▶ [Requirements]:
1. Reproduce the passage on Do Not Track word for word, between "In a world where" and "building trust online.", inclusive.
2. Continue the passage on Do Not Track, starting right after its final sentence.

▶ [Supplied text]:
##############################
For the end user, this creates a dilemma: ‘Given the choice between online privacy or a personalized experience, what is more important to me? If I know what is important to me, how can I signal my preference?’

Enter Do Not Track (DNT), a technology and policy proposal that allows users to decide whether their online activity should be tracked by websites and advertising networks. The measure is significant in its aim to become the first standardized, universally respected user preference tool for content personalization[*] – implemented by every browser vendor, configured by every user, and respected by every website operator.  It’s success rides on these three factors working seamlessly together; undoing even one piece of the puzzle will detriment the entire effort.

Do Not Track has gained considerable momentum since 2010, and many leading technology companies (browser vendors, website operators and advertisers alike) support the implementation of Do Not Track. However, Microsoft recently took its support of DNT one step too far by automatically enabling the Do Not Track header for Internet Explorer 10. On the surface, this appears to be a reasonable choice that benefits consumers:

In a world where consumers live a large part of their lives online, it is critical that we build trust that their personal information will be treated with respect, and that they will be given a choice to have their information used for unexpected purposes. While there is still work to do in agreeing on an industry-wide definition of DNT, we believe turning on Do Not Track by default in IE10 on Windows 8 is an important step in this process of establishing privacy by default, putting consumers in control and building trust online.
##############################
▶ [Stored records]:
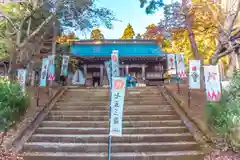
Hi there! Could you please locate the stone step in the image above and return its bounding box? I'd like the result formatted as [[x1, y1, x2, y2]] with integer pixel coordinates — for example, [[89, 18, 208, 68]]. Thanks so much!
[[53, 104, 172, 111], [49, 109, 175, 116], [35, 126, 188, 134], [23, 142, 200, 153], [41, 120, 184, 128], [45, 114, 179, 121], [29, 133, 194, 143], [23, 151, 203, 160]]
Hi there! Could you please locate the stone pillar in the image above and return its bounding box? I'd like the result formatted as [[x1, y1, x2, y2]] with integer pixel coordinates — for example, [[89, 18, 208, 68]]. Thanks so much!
[[100, 64, 103, 86], [142, 65, 146, 80], [125, 64, 129, 75]]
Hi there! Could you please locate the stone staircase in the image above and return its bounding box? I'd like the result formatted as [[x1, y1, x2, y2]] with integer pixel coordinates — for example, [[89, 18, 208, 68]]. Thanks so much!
[[21, 87, 203, 160]]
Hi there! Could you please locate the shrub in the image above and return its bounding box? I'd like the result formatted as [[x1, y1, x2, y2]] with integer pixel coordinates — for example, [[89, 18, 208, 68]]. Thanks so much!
[[206, 71, 240, 148], [0, 78, 29, 131]]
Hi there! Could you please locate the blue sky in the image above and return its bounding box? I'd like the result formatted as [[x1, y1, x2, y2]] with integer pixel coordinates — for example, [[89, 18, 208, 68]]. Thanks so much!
[[77, 0, 171, 39]]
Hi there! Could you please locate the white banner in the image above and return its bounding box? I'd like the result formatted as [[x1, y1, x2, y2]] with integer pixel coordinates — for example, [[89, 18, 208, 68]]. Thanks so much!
[[188, 60, 201, 89], [176, 54, 187, 78], [109, 77, 127, 136], [167, 54, 176, 74], [204, 65, 221, 101], [60, 56, 69, 76], [17, 69, 27, 92]]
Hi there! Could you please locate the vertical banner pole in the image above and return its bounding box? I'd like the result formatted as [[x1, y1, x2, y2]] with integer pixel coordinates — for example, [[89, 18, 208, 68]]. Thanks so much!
[[48, 21, 57, 97], [108, 61, 113, 160], [188, 71, 191, 108], [175, 54, 180, 93], [108, 91, 112, 160], [108, 50, 120, 160]]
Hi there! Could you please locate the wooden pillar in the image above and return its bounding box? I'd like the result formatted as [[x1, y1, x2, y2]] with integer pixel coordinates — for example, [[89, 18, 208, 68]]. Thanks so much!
[[100, 64, 103, 86], [125, 64, 129, 75], [142, 65, 146, 80]]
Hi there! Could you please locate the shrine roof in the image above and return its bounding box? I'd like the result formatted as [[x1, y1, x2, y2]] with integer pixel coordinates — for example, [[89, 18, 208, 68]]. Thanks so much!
[[72, 40, 165, 57]]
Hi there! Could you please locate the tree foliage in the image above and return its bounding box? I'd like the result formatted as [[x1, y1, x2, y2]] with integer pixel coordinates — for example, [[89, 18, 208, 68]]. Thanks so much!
[[0, 0, 115, 76], [121, 23, 135, 39], [90, 29, 104, 40]]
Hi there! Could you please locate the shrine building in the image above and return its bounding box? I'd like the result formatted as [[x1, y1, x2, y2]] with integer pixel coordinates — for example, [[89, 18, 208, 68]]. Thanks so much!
[[71, 40, 167, 86]]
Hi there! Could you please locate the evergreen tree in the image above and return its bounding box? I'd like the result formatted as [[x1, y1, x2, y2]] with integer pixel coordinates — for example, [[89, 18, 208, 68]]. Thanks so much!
[[121, 23, 135, 39]]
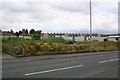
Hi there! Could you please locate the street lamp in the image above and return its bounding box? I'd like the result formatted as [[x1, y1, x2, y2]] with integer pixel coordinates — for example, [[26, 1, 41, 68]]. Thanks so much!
[[90, 0, 92, 53]]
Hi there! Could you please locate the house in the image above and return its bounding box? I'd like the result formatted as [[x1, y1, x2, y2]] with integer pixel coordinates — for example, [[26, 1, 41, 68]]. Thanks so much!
[[0, 31, 15, 38]]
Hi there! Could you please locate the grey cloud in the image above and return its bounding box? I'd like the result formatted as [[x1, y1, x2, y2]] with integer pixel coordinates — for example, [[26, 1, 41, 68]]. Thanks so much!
[[52, 2, 89, 14]]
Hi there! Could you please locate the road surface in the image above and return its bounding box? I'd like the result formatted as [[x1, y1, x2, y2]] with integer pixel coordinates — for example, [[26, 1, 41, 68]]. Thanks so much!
[[2, 52, 120, 78]]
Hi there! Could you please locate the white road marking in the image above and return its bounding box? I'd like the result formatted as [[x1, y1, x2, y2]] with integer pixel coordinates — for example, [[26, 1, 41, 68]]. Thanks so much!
[[99, 59, 119, 63], [25, 65, 83, 76]]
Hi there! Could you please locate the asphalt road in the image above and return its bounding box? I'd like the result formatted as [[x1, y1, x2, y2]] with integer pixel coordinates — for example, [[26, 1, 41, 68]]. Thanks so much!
[[2, 53, 120, 78]]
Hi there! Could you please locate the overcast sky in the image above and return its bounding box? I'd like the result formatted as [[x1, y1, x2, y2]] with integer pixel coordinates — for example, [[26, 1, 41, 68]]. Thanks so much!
[[0, 1, 118, 34]]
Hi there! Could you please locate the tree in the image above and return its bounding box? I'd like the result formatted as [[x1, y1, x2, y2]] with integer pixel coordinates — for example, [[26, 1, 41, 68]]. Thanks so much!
[[19, 31, 22, 34], [32, 30, 42, 40], [10, 29, 14, 33], [25, 29, 28, 34], [15, 32, 19, 36], [29, 29, 35, 34]]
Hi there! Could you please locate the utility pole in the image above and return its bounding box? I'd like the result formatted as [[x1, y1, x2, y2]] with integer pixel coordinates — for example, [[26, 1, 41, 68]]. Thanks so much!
[[90, 0, 92, 53]]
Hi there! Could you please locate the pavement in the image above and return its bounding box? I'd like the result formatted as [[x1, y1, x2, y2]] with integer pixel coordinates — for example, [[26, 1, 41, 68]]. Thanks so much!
[[2, 51, 120, 78], [2, 51, 118, 62]]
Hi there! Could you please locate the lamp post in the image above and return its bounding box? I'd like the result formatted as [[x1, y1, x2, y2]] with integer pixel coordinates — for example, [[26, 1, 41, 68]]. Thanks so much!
[[90, 0, 92, 53]]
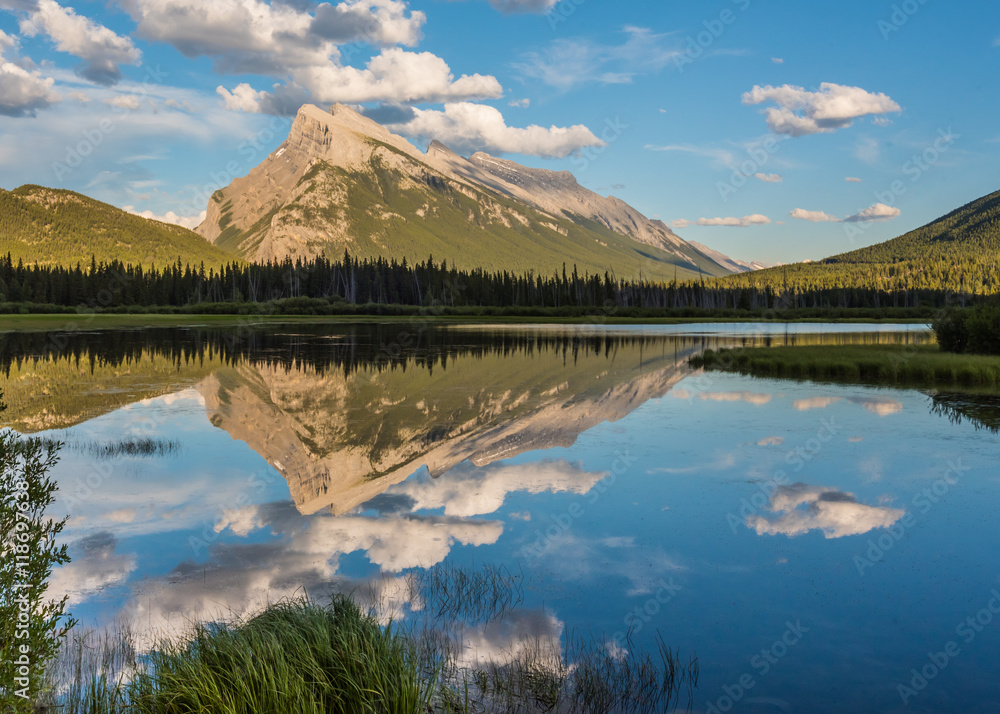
##############################
▶ [Final results]:
1.
In a world where consumers live a large part of their lives online, it is critical that we build trust that their personal information will be treated with respect, and that they will be given a choice to have their information used for unexpected purposes. While there is still work to do in agreeing on an industry-wide definition of DNT, we believe turning on Do Not Track by default in IE10 on Windows 8 is an important step in this process of establishing privacy by default, putting consumers in control and building trust online.

2.
Yet Microsoft’s decision raises some larger questions that have serious consequences for consumers, Do Not Track, and the future of the World Wide Web:

If Microsoft considers “Do Not Track” such a pivotal part of the web industry’s future, why don’t they take it upon themselves to educate their user base about Do Not Track, and help users choose whether enabling DNT is right for them? If privacy, control, and trust are paramount, why are they controlling the decisions for consumers, rather than making decisions with consumers?

Microsoft is a member of both the US and EU IAB, the NAI and has six members on the “Do Not Track” working group (only Comcast has more members on the working group); they are part of every forum that shapes the rules, education and awareness of online privacy; they are part of every conversation and every initiative to bring personalized content to users in a responsible manner; they have the ability to influence, shape and guide the future of personalized content & privacy.

But they choose not to.

Even if these forums are not sufficient for Microsoft to deliver this important message, they could still educate the public through their own software, be that Internet Explorer, Windows, or Bing – all of which still enjoy a sizable market share.

Instead, Microsoft seems to assume that their users are, and will always be, uneducated about the matter of online privacy, despite their own ability to influence and change this fact.

As a result, Microsoft’s choice to make this decision on behalf of all their users, without any effort to educate the public and without involving any relevant forums, has caused serious upheaval in the web and advertising industry.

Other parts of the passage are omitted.